→ Texto para análise:
##########

A “pandemia” silenciosa da miopia
A “pandemia” silenciosa da miopia
Observamos nos consultórios - e estudos científicos comprovam - um aumento vertiginoso na incidência e progressão da miopia, em todo o mundo, nos anos de 2020 e 2021, quando comparado com os anos anteriores. Qual seria sua causa?
A miopia é uma anomalia refrativa dos olhos, que proporciona uma pior visão para longe, cuja principal causa se deve ao aumento do comprimento axial do globo ocular, focando a imagem à frente da retina, favorecendo assim, uma melhor visão para perto.
Sabemos hoje que é o problema visual mais comum em todo o mundo e, na mesma direção, configura-se como um crescente problema de saúde pública mundial, atingindo 60% da população na Ásia, 40% na Europa, 42% na América do Norte e 8,4% na América Latina.
Entre adolescentes e adultos jovens da Coreia, Taiwan e China, a prevalência da miopia chega a 84% - 97% dessa população. O seu aparecimento ocorre cada vez mais precocemente e com acelerada progressão ao longo dos anos.

##########

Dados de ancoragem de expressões
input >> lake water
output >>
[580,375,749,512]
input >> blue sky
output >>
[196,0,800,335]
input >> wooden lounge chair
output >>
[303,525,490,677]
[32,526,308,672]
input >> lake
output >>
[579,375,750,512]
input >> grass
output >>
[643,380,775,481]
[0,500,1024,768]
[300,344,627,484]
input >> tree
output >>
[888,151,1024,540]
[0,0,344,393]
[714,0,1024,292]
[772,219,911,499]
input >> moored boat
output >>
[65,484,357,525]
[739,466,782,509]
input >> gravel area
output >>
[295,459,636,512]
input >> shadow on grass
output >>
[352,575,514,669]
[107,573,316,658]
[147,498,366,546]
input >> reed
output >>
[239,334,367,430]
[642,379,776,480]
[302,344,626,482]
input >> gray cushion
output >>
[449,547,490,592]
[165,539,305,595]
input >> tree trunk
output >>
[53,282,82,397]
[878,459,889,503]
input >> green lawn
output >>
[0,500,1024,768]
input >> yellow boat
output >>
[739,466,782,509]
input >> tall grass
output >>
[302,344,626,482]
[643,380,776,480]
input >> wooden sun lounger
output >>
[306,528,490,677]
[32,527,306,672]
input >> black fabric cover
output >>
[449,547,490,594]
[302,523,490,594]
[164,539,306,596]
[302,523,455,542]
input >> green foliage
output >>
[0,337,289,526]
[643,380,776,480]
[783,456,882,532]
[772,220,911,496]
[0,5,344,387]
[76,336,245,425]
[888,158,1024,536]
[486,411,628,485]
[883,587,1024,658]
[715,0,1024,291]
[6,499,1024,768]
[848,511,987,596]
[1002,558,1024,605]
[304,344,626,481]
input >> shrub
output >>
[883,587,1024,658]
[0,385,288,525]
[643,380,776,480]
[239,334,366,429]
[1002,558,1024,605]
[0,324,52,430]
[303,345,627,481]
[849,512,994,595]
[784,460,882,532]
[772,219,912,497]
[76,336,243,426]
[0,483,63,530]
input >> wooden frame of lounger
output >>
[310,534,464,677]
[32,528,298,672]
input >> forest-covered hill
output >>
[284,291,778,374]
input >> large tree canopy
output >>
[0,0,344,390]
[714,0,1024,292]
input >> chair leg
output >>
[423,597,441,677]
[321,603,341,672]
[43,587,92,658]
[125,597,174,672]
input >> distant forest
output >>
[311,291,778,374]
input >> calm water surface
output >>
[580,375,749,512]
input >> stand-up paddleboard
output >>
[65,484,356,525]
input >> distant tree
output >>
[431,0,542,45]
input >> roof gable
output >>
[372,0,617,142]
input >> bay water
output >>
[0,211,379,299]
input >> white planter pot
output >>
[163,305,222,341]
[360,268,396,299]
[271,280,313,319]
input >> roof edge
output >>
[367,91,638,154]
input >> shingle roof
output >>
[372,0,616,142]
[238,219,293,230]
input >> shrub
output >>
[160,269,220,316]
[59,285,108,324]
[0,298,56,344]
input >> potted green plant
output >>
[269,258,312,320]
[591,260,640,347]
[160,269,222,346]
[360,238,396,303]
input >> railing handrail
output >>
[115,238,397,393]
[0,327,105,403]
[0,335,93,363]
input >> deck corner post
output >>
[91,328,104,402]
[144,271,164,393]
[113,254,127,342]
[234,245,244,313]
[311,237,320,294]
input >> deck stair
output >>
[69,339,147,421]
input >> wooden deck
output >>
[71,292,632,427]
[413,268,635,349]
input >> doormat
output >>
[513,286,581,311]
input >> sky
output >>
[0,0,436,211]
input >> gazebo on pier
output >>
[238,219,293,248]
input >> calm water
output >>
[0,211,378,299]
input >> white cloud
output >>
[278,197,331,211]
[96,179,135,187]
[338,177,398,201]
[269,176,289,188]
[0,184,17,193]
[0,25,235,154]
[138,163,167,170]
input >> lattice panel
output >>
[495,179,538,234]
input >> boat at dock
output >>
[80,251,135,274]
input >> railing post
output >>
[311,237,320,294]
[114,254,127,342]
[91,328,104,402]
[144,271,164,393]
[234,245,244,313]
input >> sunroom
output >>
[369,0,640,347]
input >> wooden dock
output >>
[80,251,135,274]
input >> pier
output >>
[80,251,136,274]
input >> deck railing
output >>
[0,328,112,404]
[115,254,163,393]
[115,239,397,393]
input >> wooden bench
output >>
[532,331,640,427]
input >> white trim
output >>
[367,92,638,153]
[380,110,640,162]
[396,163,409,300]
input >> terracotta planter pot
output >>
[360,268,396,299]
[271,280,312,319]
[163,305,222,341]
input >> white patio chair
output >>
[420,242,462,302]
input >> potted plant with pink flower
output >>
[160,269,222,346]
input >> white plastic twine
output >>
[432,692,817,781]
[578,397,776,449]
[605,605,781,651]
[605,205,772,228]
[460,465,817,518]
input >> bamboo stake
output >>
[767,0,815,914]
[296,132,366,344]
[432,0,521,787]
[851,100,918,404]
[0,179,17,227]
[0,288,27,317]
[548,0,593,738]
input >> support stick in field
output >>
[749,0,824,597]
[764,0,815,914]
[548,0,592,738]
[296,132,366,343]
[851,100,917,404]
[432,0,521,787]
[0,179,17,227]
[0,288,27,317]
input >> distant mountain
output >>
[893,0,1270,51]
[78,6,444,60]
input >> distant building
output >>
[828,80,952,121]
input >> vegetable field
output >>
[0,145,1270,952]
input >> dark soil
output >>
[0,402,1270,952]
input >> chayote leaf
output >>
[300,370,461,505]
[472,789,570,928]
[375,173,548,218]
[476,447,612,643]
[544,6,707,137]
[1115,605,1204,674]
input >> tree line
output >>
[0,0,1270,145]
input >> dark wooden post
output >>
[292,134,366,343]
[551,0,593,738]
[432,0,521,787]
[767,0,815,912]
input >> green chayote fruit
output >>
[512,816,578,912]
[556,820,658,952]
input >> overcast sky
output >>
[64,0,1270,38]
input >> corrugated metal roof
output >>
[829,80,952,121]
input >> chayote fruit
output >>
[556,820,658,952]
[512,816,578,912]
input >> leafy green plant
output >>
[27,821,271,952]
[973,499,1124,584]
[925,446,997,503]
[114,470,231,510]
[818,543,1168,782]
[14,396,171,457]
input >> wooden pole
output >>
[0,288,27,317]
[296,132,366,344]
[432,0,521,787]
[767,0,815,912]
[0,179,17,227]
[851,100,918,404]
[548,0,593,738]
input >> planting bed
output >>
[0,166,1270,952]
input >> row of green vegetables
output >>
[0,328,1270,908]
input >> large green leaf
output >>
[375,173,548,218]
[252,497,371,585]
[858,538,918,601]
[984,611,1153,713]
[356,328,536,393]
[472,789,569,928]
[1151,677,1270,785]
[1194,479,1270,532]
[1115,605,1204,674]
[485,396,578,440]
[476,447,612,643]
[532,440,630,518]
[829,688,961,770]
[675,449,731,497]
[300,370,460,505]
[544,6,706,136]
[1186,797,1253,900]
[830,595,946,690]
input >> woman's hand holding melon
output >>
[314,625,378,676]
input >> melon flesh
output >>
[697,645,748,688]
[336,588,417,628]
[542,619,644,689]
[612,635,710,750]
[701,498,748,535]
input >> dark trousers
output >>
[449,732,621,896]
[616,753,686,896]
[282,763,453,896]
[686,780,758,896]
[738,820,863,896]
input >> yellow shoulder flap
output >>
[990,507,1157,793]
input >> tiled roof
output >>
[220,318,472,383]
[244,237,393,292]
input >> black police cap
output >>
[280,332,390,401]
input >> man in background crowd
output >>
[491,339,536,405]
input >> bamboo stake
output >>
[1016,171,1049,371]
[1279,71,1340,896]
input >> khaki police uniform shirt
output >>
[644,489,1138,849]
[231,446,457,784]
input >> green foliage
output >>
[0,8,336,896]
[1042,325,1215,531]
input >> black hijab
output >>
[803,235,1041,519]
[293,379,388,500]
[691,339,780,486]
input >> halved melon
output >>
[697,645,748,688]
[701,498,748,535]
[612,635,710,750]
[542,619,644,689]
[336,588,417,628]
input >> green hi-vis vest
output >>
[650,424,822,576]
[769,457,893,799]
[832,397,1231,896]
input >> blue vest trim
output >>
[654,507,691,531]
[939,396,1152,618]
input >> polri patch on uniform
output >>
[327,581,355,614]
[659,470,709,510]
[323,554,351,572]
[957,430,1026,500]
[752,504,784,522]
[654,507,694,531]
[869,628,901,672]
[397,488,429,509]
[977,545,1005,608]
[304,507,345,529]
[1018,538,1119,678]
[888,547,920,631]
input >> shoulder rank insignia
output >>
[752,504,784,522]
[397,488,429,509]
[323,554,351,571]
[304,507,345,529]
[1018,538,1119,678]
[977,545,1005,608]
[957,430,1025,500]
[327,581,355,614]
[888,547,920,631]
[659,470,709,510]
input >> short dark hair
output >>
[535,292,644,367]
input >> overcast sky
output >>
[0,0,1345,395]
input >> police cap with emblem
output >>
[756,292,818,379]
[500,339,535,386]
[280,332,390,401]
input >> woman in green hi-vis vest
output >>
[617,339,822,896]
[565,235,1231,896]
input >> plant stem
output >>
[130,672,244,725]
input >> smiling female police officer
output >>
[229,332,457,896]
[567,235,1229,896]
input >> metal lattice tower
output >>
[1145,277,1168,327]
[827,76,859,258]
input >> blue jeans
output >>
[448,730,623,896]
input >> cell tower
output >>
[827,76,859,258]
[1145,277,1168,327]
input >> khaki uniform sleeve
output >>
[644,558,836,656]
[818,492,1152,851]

##########

→ Tarefas a realizar:
**1)** Responda com base no texto sobre a miopia:
(a) A que se deve a principal causa da miopia?
(b) Que percentual da população da Europa é atingido pela miopia?
(c) Qual é a prevalência da miopia entre adolescentes e adultos jovens da Coreia, de Taiwan e da China?
**2)** Resuma o texto sobre a miopia em duas frases.
**3)** Prossiga o texto sobre a miopia a partir de sua última frase.

→ Lista de respostas:
**1)**
(a) Ao aumento do comprimento axial do globo ocular, que faz a imagem focar à frente da retina.
(b) 40%.
(c) De 84% a 97% dessa população.

**2)** Em 2020 e 2021, a incidência e a progressão da miopia aumentaram de forma vertiginosa em todo o mundo, em comparação com os anos anteriores. Trata-se de uma anomalia refrativa causada principalmente pelo aumento do comprimento axial do globo ocular, que prejudica a visão para longe, e é hoje o problema visual mais comum do mundo, com prevalência que chega a 84% - 97% entre adolescentes e adultos jovens da Coreia, de Taiwan e da China.

**3)**
Estudos constatam que, em 2000, o mundo apresentava em torno de 1.406 bilhão de míopes (28% da população) e que a estimativa para 2050 é de 4. 758 bilhões de míopes e de 1 bilhão de alta miopia (9,8% da população mundial), definida como um grau maior ou igual a 5,00 a 6,00 dioptrias esféricas, a depender da referência, ou um diâmetro axial maior que 26mm.
Muito além do uso dos óculos, a miopia pode acarretar complicações oculares proporcionalmente relacionadas ao seu grau de severidade entre elas o glaucoma e alterações da retina, como a degeneração macular e o descolamento. Estas alterações podem ser progressivas, irreversíveis e afetar indivíduos em sua idade mais produtiva.
O desenvolvimento da doença está associado a fatores genéticos, ambientais, socioeconômicos e culturais. No que concerne à genética, sabe-se que aproximadamente 200 genes podem estar ligados ao desenvolvimento da doença.
Entre os fatores ambientais, a urbanização se mostra como um fator de risco para o desenvolvimento da miopia, provavelmente devido ao fato de populações rurais realizarem mais atividades ao ar livre em comparação às urbanas.
Um outro fator ambiental suspeito é a distância em que as crianças desenvolvem suas atividades e o tamanho das imagens a que as crianças estão expostas, que podem estimular regiões periféricas da retina e sinalizar uma necessidade de alongamento do globo ocular como mecanismo compensatório. Os fatores socioeconômicos e culturais relacionam com o aumento da tecnologia e atividades para perto.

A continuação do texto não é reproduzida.